Design decisions around low-level vs high-level objects, yaml vs. csv serialization, etc...

fscottfoti commented 9 years ago

The code in https://github.com/synthicity/activitysim/pull/4 already begs some interesting questions. The biggest of which is how much to use the dcm code that Matt is currently working on. As Matt and I discussed, dcm is primarily useful for serializing to YAML, for wrapping of low-level models inside larger segmented models and a few other small things.

If we're not necessarily wed to YAML and if we're primarily interesting in simulation as opposed to estimation (early feedback from Dave Ory says this might be the case), and if we want to stick with the CSV/XLSX format for storing coefficients (which is nice when doing alternative specific coefficients because that's naturally 2D), then we're free to address this problem a little more directly using the other underlying utilities we have built.

https://github.com/synthicity/activitysim/blob/adding-defaults/example/models.py does exactly this. The directness and conciseness of this approach is compelling. We could potentially build up a new set of utilities with a slightly different set of design decisions if we want to. At this time, the dependencies used from UrbanSim are essentially 1) the simulation framework for variables, tables, etc 2) low-level choice utilities from the urbanchoice directory and 3) utils.py for really nothing important. We've discussed putting these in a different repo before so it's worth mentioning again in the context of this larger discussion.

DavidOry commented 9 years ago

Would it be possible to spec out the auto ownership model in YAML format to allow us to compare the YAML versus CSV approaches? I like the idea of seeing the utility equation(s), which the CSV approach makes difficult. But it may be that the YAML format gets really messy?
################
▶ [Written tasks]:
1. Translate this sentence from the design discussion above into Spanish: "The directness and conciseness of this approach is compelling."
2. Continue the design discussion on YAML versus CSV above, picking up right after its final sentence.

Dataset rows showing where objects appear
################
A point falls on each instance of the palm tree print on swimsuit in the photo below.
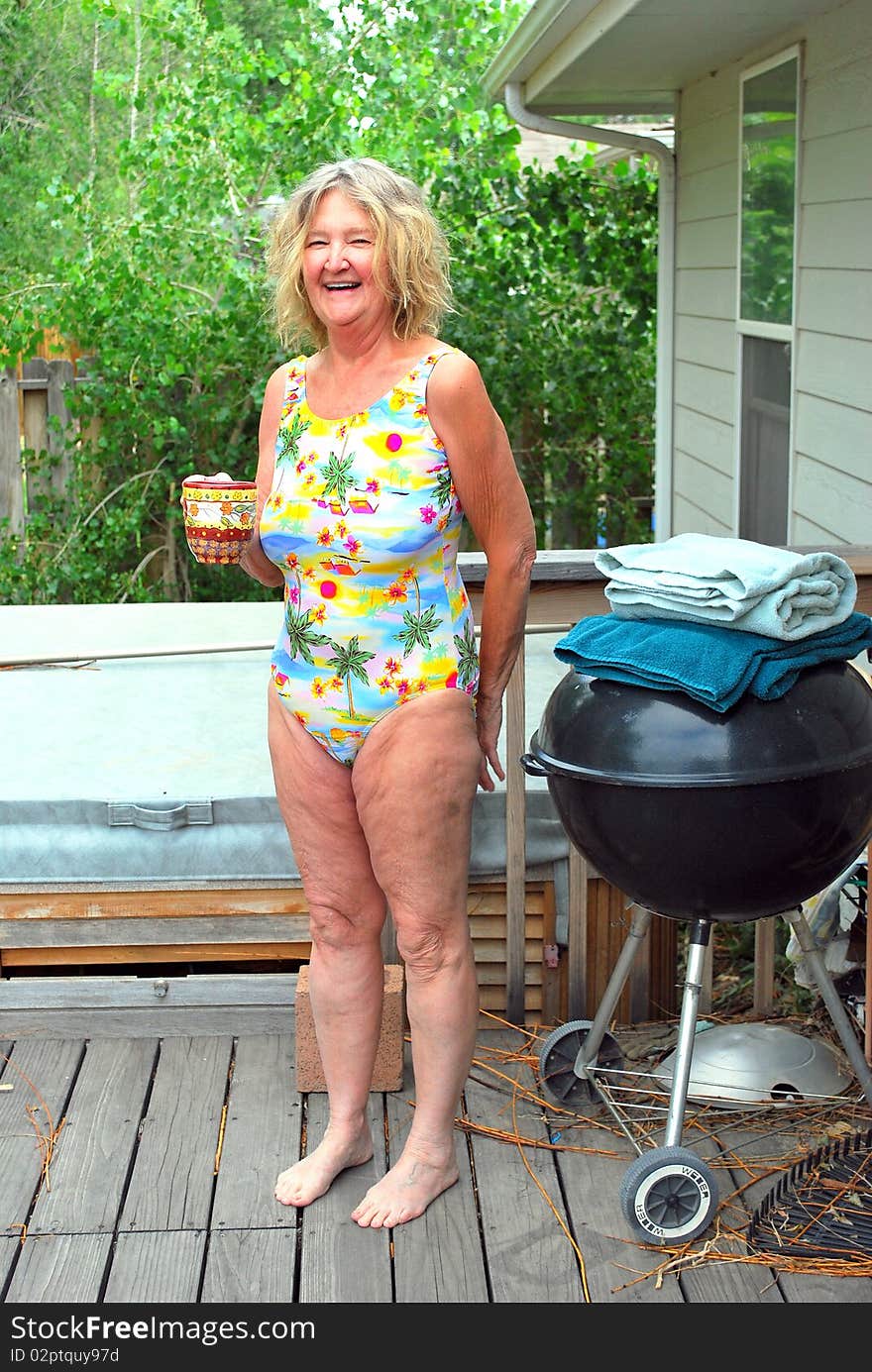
(467, 659)
(351, 662)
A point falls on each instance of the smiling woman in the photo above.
(383, 712)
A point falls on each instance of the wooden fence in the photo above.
(33, 416)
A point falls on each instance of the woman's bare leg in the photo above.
(415, 783)
(346, 912)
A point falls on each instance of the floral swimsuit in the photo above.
(364, 521)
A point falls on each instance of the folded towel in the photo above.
(729, 580)
(708, 662)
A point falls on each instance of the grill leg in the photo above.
(838, 1012)
(701, 934)
(590, 1050)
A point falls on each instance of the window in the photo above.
(768, 193)
(765, 288)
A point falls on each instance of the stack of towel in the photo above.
(715, 617)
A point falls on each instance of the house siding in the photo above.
(831, 470)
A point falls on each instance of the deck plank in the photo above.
(188, 1235)
(438, 1258)
(89, 1169)
(157, 1268)
(173, 1172)
(339, 1261)
(40, 1073)
(780, 1142)
(529, 1257)
(250, 1267)
(616, 1267)
(60, 1269)
(710, 1135)
(262, 1135)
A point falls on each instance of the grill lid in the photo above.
(601, 730)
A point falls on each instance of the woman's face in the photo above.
(338, 264)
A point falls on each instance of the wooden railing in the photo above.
(566, 587)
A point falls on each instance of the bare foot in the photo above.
(313, 1175)
(405, 1191)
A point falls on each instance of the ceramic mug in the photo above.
(219, 516)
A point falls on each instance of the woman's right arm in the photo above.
(255, 562)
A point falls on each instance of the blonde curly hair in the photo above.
(411, 252)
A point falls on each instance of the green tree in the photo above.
(143, 242)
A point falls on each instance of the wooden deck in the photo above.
(139, 1171)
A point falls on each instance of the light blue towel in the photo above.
(708, 662)
(729, 580)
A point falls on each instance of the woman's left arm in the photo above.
(495, 505)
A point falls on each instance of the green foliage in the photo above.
(141, 152)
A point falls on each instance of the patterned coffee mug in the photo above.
(219, 517)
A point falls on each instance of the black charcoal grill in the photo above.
(705, 818)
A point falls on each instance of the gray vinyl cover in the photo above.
(152, 772)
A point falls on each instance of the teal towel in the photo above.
(710, 663)
(729, 580)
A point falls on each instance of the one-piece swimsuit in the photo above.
(364, 521)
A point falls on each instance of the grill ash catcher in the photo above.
(705, 818)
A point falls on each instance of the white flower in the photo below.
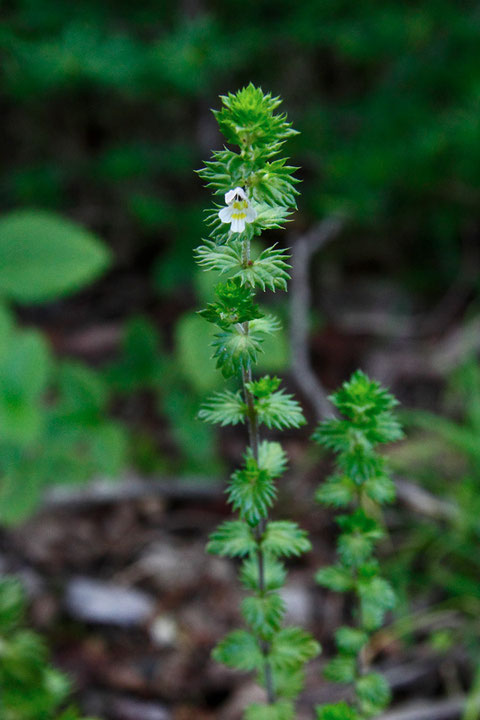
(238, 210)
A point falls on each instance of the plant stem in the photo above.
(254, 440)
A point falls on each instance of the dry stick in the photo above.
(440, 710)
(303, 249)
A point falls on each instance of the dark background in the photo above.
(105, 112)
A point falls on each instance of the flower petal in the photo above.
(238, 225)
(225, 214)
(236, 193)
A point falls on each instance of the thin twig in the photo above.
(430, 710)
(304, 247)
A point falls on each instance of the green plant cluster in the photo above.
(360, 485)
(30, 688)
(387, 105)
(277, 653)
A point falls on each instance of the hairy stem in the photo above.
(254, 440)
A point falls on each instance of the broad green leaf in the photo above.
(24, 371)
(44, 256)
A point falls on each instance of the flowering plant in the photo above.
(259, 191)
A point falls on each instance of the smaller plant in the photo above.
(361, 484)
(30, 688)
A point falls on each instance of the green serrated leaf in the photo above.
(376, 598)
(233, 539)
(264, 614)
(251, 492)
(291, 648)
(224, 408)
(284, 538)
(239, 650)
(350, 640)
(341, 669)
(274, 573)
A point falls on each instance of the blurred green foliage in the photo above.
(30, 688)
(436, 558)
(106, 110)
(54, 425)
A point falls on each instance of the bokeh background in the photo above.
(105, 113)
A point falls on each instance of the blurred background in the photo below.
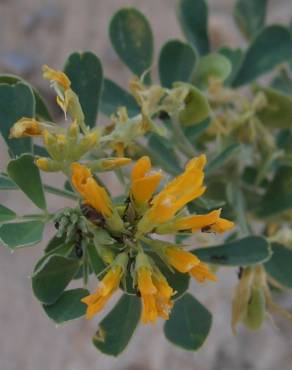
(34, 32)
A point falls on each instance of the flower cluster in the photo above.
(126, 236)
(133, 225)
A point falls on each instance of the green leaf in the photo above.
(49, 281)
(250, 16)
(283, 83)
(227, 154)
(113, 97)
(189, 324)
(196, 108)
(193, 18)
(117, 328)
(242, 252)
(212, 67)
(6, 183)
(256, 309)
(6, 214)
(237, 201)
(16, 101)
(235, 58)
(258, 58)
(41, 110)
(26, 176)
(40, 151)
(278, 111)
(68, 306)
(177, 62)
(54, 243)
(162, 154)
(194, 132)
(22, 234)
(132, 39)
(278, 197)
(96, 262)
(85, 73)
(279, 266)
(178, 281)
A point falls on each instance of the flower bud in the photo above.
(51, 144)
(121, 260)
(108, 164)
(86, 144)
(26, 127)
(105, 253)
(48, 165)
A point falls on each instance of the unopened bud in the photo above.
(86, 144)
(48, 165)
(108, 163)
(105, 253)
(26, 127)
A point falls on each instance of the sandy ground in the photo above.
(33, 32)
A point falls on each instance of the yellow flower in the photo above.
(186, 262)
(93, 194)
(111, 163)
(202, 273)
(181, 260)
(48, 165)
(163, 296)
(109, 284)
(144, 181)
(62, 84)
(155, 294)
(56, 76)
(26, 127)
(221, 225)
(210, 221)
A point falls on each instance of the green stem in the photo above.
(183, 143)
(63, 193)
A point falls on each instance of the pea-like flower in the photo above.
(145, 213)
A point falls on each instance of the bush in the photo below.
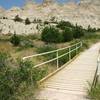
(95, 93)
(90, 29)
(15, 40)
(3, 60)
(63, 24)
(67, 34)
(27, 21)
(17, 19)
(78, 32)
(26, 43)
(52, 35)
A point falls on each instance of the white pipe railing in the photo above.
(97, 73)
(70, 50)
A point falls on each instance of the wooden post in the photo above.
(57, 59)
(69, 53)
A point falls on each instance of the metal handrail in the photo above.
(97, 73)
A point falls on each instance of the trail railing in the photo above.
(97, 73)
(69, 50)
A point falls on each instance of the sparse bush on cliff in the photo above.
(51, 34)
(68, 34)
(15, 40)
(63, 24)
(78, 32)
(18, 19)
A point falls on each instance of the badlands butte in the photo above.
(84, 13)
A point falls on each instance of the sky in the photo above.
(7, 4)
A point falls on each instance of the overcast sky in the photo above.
(10, 3)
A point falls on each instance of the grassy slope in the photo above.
(17, 52)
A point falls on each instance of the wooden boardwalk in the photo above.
(71, 82)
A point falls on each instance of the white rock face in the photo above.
(81, 14)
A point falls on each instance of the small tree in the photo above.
(15, 40)
(68, 34)
(27, 21)
(51, 34)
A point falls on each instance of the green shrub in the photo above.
(90, 29)
(51, 35)
(15, 40)
(26, 43)
(95, 93)
(67, 34)
(3, 60)
(63, 24)
(27, 21)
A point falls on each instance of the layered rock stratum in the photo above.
(85, 13)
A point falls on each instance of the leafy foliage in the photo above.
(15, 40)
(68, 34)
(63, 24)
(95, 93)
(78, 32)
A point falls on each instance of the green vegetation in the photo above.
(67, 34)
(17, 77)
(15, 81)
(95, 93)
(15, 40)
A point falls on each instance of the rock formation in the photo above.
(83, 14)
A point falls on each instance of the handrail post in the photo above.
(31, 78)
(76, 49)
(57, 59)
(69, 53)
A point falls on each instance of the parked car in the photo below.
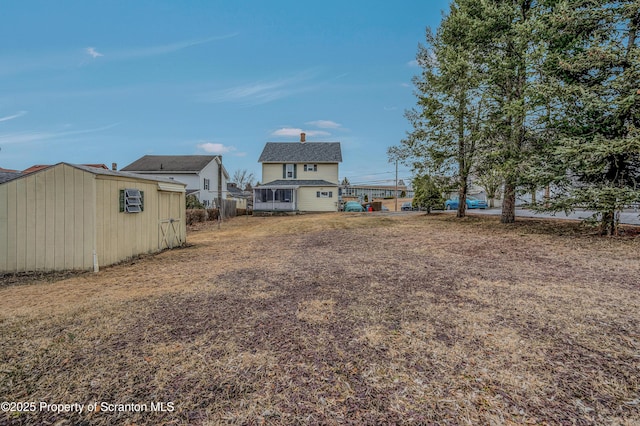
(353, 206)
(472, 203)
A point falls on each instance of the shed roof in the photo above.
(300, 152)
(7, 176)
(98, 171)
(170, 163)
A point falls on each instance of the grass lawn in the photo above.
(333, 319)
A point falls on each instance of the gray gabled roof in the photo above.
(298, 182)
(299, 152)
(7, 176)
(170, 163)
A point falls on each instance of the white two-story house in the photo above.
(204, 175)
(299, 176)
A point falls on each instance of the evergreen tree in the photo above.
(593, 78)
(447, 120)
(427, 193)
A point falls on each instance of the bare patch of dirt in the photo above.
(338, 318)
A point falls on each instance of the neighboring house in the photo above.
(73, 217)
(204, 175)
(242, 198)
(376, 191)
(39, 167)
(299, 176)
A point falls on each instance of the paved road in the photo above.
(628, 217)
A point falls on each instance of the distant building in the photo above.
(204, 175)
(299, 176)
(376, 191)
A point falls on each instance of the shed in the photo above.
(72, 217)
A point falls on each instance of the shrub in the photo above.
(195, 215)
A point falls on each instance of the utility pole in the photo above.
(396, 184)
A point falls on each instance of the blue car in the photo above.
(472, 203)
(353, 206)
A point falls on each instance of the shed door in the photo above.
(169, 223)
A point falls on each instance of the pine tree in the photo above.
(447, 120)
(427, 193)
(592, 73)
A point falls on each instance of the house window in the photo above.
(284, 195)
(268, 195)
(131, 201)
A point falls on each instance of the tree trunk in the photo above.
(509, 204)
(462, 198)
(533, 195)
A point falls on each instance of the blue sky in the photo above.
(111, 81)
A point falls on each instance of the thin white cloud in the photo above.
(261, 92)
(325, 124)
(293, 131)
(36, 136)
(28, 61)
(11, 117)
(167, 48)
(216, 148)
(93, 52)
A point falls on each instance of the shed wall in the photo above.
(123, 235)
(309, 201)
(47, 221)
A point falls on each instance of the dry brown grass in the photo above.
(339, 318)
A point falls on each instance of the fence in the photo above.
(202, 215)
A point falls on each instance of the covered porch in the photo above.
(275, 198)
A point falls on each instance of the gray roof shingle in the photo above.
(7, 176)
(170, 163)
(297, 152)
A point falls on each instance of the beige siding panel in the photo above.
(55, 218)
(4, 225)
(271, 172)
(29, 242)
(12, 229)
(123, 235)
(89, 209)
(328, 172)
(21, 224)
(49, 221)
(59, 217)
(40, 217)
(308, 200)
(69, 220)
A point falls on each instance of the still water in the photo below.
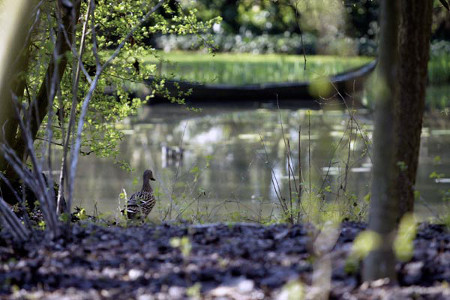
(234, 165)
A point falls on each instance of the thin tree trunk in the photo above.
(414, 48)
(380, 263)
(11, 64)
(39, 107)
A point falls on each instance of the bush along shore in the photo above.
(216, 261)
################
▶ [Answers to the exercise]:
1. El carácter directo y la concisión de este enfoque son convincentes.

2.
Also, are there other examples from the scientific computing realm that may help inform the decision? Any standards and/or common approaches??

jiffyclub commented 9 years ago

It would look similar to this example of household location choice from our UrbanSim demo: https://github.com/synthicity/sanfran_urbansim/blob/master/configs/hlcm.yaml

Nothing we've done so far for UrbanSim has required alternative-specific coefficients and the 2D array of coefficients is something a little more suited to CSV than YAML. There are certainly ways to accommodate a table, though. For example, here's the output of converting a Pandas DataFrame into YAML.

Python:

In [14]: df
Out[14]:
   a  b  c
x  0  3  6
y  1  4  7
z  2  5  8

YAML:

a:
    x: 0
    y: 1
    z: 2
b:
    x: 3
    y: 4
    z: 5
c:
    x: 6
    y: 7
    z: 8

fscottfoti commented 9 years ago

The other limitation is that right now we don't do complicated expressions in our YAML files. We compute variables in Python and then you can do very simple transformations as supported by the Patsy syntax. Unfortunately patsy is pretty limited. In the current csv files there's a lot of expressions that are in between what is supported by patsy and something that requires writing Python - e.g. things like

(distance-1).clip(0,1).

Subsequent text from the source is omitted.